# [About this task]
As soon as the line containing "Prompt: white trousers" appears, start repeating lines exactly and continue to the end of the entries; please skip pictures.

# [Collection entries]
========================================

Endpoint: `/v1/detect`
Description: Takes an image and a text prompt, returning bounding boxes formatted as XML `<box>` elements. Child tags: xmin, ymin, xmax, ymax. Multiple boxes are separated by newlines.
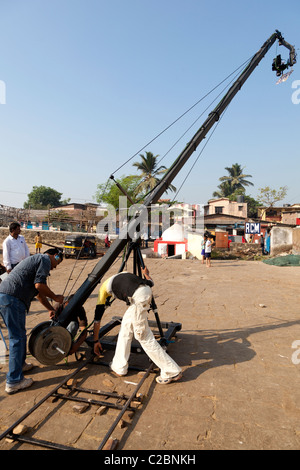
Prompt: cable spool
<box><xmin>28</xmin><ymin>322</ymin><xmax>72</xmax><ymax>365</ymax></box>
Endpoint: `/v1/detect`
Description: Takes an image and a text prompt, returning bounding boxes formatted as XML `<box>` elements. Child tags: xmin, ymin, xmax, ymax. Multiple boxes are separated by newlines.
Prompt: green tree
<box><xmin>95</xmin><ymin>175</ymin><xmax>142</xmax><ymax>209</ymax></box>
<box><xmin>218</xmin><ymin>163</ymin><xmax>254</xmax><ymax>193</ymax></box>
<box><xmin>257</xmin><ymin>186</ymin><xmax>288</xmax><ymax>207</ymax></box>
<box><xmin>212</xmin><ymin>181</ymin><xmax>233</xmax><ymax>198</ymax></box>
<box><xmin>132</xmin><ymin>151</ymin><xmax>176</xmax><ymax>197</ymax></box>
<box><xmin>24</xmin><ymin>186</ymin><xmax>70</xmax><ymax>209</ymax></box>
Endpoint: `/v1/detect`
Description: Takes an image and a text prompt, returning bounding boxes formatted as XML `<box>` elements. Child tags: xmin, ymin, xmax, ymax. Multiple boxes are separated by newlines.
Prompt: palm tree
<box><xmin>212</xmin><ymin>181</ymin><xmax>233</xmax><ymax>198</ymax></box>
<box><xmin>133</xmin><ymin>151</ymin><xmax>176</xmax><ymax>196</ymax></box>
<box><xmin>218</xmin><ymin>163</ymin><xmax>253</xmax><ymax>192</ymax></box>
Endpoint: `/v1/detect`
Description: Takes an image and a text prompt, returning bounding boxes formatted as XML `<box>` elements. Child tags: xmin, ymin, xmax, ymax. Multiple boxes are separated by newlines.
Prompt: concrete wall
<box><xmin>270</xmin><ymin>226</ymin><xmax>293</xmax><ymax>255</ymax></box>
<box><xmin>282</xmin><ymin>212</ymin><xmax>300</xmax><ymax>225</ymax></box>
<box><xmin>2</xmin><ymin>225</ymin><xmax>299</xmax><ymax>259</ymax></box>
<box><xmin>229</xmin><ymin>242</ymin><xmax>261</xmax><ymax>254</ymax></box>
<box><xmin>292</xmin><ymin>227</ymin><xmax>300</xmax><ymax>254</ymax></box>
<box><xmin>187</xmin><ymin>232</ymin><xmax>203</xmax><ymax>259</ymax></box>
<box><xmin>0</xmin><ymin>227</ymin><xmax>106</xmax><ymax>253</ymax></box>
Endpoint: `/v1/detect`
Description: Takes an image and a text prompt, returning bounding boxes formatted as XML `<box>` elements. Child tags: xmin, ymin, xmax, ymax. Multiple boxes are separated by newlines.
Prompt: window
<box><xmin>238</xmin><ymin>206</ymin><xmax>243</xmax><ymax>211</ymax></box>
<box><xmin>215</xmin><ymin>206</ymin><xmax>223</xmax><ymax>214</ymax></box>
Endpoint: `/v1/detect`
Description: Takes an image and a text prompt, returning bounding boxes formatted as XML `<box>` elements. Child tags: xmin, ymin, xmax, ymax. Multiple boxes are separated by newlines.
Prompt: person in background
<box><xmin>205</xmin><ymin>236</ymin><xmax>213</xmax><ymax>268</ymax></box>
<box><xmin>201</xmin><ymin>235</ymin><xmax>207</xmax><ymax>264</ymax></box>
<box><xmin>34</xmin><ymin>232</ymin><xmax>43</xmax><ymax>254</ymax></box>
<box><xmin>0</xmin><ymin>248</ymin><xmax>64</xmax><ymax>394</ymax></box>
<box><xmin>142</xmin><ymin>230</ymin><xmax>149</xmax><ymax>248</ymax></box>
<box><xmin>3</xmin><ymin>222</ymin><xmax>30</xmax><ymax>272</ymax></box>
<box><xmin>259</xmin><ymin>232</ymin><xmax>265</xmax><ymax>255</ymax></box>
<box><xmin>105</xmin><ymin>233</ymin><xmax>111</xmax><ymax>248</ymax></box>
<box><xmin>265</xmin><ymin>228</ymin><xmax>271</xmax><ymax>255</ymax></box>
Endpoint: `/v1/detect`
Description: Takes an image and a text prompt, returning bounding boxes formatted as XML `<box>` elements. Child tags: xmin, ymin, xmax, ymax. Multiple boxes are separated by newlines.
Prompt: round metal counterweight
<box><xmin>29</xmin><ymin>323</ymin><xmax>72</xmax><ymax>365</ymax></box>
<box><xmin>28</xmin><ymin>321</ymin><xmax>52</xmax><ymax>357</ymax></box>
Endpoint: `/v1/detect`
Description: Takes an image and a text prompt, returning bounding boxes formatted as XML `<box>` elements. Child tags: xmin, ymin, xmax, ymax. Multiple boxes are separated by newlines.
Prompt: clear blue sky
<box><xmin>0</xmin><ymin>0</ymin><xmax>299</xmax><ymax>209</ymax></box>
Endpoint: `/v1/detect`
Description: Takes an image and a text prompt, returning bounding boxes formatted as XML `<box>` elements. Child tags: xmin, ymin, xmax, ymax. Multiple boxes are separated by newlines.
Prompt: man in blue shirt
<box><xmin>0</xmin><ymin>248</ymin><xmax>64</xmax><ymax>394</ymax></box>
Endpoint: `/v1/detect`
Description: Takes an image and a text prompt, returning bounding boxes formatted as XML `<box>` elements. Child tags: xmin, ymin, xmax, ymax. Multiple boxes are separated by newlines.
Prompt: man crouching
<box><xmin>93</xmin><ymin>266</ymin><xmax>182</xmax><ymax>385</ymax></box>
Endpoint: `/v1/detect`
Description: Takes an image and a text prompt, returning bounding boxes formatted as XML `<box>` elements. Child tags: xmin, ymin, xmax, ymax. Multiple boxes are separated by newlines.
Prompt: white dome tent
<box><xmin>154</xmin><ymin>223</ymin><xmax>188</xmax><ymax>257</ymax></box>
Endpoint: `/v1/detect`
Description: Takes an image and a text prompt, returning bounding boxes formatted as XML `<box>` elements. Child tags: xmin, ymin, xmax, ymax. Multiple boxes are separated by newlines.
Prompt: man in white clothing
<box><xmin>93</xmin><ymin>267</ymin><xmax>182</xmax><ymax>385</ymax></box>
<box><xmin>3</xmin><ymin>222</ymin><xmax>30</xmax><ymax>273</ymax></box>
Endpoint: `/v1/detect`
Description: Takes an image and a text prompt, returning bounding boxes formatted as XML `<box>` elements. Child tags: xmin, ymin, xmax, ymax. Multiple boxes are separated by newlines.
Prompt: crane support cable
<box><xmin>119</xmin><ymin>58</ymin><xmax>254</xmax><ymax>206</ymax></box>
<box><xmin>111</xmin><ymin>56</ymin><xmax>254</xmax><ymax>176</ymax></box>
<box><xmin>49</xmin><ymin>30</ymin><xmax>296</xmax><ymax>332</ymax></box>
<box><xmin>171</xmin><ymin>110</ymin><xmax>225</xmax><ymax>202</ymax></box>
<box><xmin>135</xmin><ymin>67</ymin><xmax>243</xmax><ymax>204</ymax></box>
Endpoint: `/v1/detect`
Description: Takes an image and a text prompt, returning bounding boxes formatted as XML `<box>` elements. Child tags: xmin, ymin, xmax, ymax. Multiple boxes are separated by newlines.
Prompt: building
<box><xmin>205</xmin><ymin>197</ymin><xmax>247</xmax><ymax>218</ymax></box>
<box><xmin>1</xmin><ymin>203</ymin><xmax>101</xmax><ymax>232</ymax></box>
<box><xmin>258</xmin><ymin>204</ymin><xmax>300</xmax><ymax>226</ymax></box>
<box><xmin>203</xmin><ymin>197</ymin><xmax>248</xmax><ymax>240</ymax></box>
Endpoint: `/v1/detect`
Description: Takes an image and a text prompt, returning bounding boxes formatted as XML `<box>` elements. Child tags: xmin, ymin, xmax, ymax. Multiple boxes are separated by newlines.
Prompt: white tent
<box><xmin>161</xmin><ymin>223</ymin><xmax>185</xmax><ymax>242</ymax></box>
<box><xmin>154</xmin><ymin>223</ymin><xmax>187</xmax><ymax>257</ymax></box>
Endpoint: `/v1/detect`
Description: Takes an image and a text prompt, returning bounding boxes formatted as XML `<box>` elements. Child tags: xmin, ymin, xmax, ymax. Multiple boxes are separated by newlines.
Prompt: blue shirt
<box><xmin>0</xmin><ymin>254</ymin><xmax>51</xmax><ymax>310</ymax></box>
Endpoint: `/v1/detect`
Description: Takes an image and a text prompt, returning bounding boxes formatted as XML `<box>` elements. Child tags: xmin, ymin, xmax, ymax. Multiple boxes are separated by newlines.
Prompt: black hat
<box><xmin>44</xmin><ymin>248</ymin><xmax>64</xmax><ymax>260</ymax></box>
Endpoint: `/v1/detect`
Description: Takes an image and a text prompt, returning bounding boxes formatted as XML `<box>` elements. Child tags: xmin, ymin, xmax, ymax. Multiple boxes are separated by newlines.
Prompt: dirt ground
<box><xmin>0</xmin><ymin>243</ymin><xmax>300</xmax><ymax>451</ymax></box>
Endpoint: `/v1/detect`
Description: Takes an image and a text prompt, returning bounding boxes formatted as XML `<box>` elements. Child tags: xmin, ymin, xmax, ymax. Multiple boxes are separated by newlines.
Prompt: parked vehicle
<box><xmin>64</xmin><ymin>235</ymin><xmax>97</xmax><ymax>259</ymax></box>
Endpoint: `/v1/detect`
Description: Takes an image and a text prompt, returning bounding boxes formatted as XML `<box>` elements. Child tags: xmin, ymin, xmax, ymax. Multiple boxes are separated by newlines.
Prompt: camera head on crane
<box><xmin>272</xmin><ymin>30</ymin><xmax>297</xmax><ymax>78</ymax></box>
<box><xmin>272</xmin><ymin>55</ymin><xmax>289</xmax><ymax>76</ymax></box>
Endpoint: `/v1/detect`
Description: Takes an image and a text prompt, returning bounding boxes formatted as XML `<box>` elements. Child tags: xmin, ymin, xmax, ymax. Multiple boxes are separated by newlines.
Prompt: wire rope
<box><xmin>62</xmin><ymin>228</ymin><xmax>96</xmax><ymax>299</ymax></box>
<box><xmin>171</xmin><ymin>105</ymin><xmax>229</xmax><ymax>202</ymax></box>
<box><xmin>97</xmin><ymin>54</ymin><xmax>254</xmax><ymax>212</ymax></box>
<box><xmin>110</xmin><ymin>55</ymin><xmax>254</xmax><ymax>177</ymax></box>
<box><xmin>132</xmin><ymin>61</ymin><xmax>249</xmax><ymax>205</ymax></box>
<box><xmin>167</xmin><ymin>64</ymin><xmax>246</xmax><ymax>201</ymax></box>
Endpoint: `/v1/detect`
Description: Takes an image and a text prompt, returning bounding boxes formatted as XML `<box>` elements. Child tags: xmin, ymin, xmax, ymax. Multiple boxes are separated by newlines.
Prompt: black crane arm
<box><xmin>276</xmin><ymin>29</ymin><xmax>297</xmax><ymax>67</ymax></box>
<box><xmin>56</xmin><ymin>30</ymin><xmax>296</xmax><ymax>327</ymax></box>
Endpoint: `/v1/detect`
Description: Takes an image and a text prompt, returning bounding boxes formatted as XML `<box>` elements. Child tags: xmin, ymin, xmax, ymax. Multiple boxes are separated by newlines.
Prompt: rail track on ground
<box><xmin>0</xmin><ymin>317</ymin><xmax>181</xmax><ymax>450</ymax></box>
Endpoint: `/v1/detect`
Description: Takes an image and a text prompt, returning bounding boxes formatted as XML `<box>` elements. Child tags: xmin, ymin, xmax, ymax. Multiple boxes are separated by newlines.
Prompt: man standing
<box><xmin>34</xmin><ymin>231</ymin><xmax>43</xmax><ymax>254</ymax></box>
<box><xmin>3</xmin><ymin>222</ymin><xmax>30</xmax><ymax>272</ymax></box>
<box><xmin>259</xmin><ymin>232</ymin><xmax>265</xmax><ymax>255</ymax></box>
<box><xmin>0</xmin><ymin>248</ymin><xmax>64</xmax><ymax>394</ymax></box>
<box><xmin>93</xmin><ymin>267</ymin><xmax>182</xmax><ymax>385</ymax></box>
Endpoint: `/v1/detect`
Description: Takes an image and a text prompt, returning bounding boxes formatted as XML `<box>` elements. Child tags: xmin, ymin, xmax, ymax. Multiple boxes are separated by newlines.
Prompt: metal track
<box><xmin>0</xmin><ymin>360</ymin><xmax>153</xmax><ymax>450</ymax></box>
<box><xmin>0</xmin><ymin>318</ymin><xmax>181</xmax><ymax>450</ymax></box>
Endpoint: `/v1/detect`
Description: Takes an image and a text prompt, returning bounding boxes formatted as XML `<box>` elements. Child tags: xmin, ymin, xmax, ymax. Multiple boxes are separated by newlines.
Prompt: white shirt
<box><xmin>3</xmin><ymin>234</ymin><xmax>30</xmax><ymax>270</ymax></box>
<box><xmin>205</xmin><ymin>239</ymin><xmax>212</xmax><ymax>253</ymax></box>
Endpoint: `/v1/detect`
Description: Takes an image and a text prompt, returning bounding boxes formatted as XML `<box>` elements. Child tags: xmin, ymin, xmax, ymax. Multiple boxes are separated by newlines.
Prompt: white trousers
<box><xmin>110</xmin><ymin>285</ymin><xmax>182</xmax><ymax>379</ymax></box>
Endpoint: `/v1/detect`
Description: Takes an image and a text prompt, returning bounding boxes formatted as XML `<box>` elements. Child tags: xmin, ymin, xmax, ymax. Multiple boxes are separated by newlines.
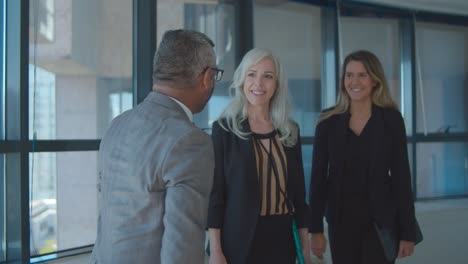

========================================

# [Response to the task]
Prompt: white trousers
<box><xmin>110</xmin><ymin>285</ymin><xmax>182</xmax><ymax>379</ymax></box>
Endpoint: `/v1/detect`
Description: Takes an image and a text prompt, returning bounding boxes formatted as XML `<box>` elements. Child tags: xmin, ymin, xmax, ymax. Multiple boxes are separated by newlines.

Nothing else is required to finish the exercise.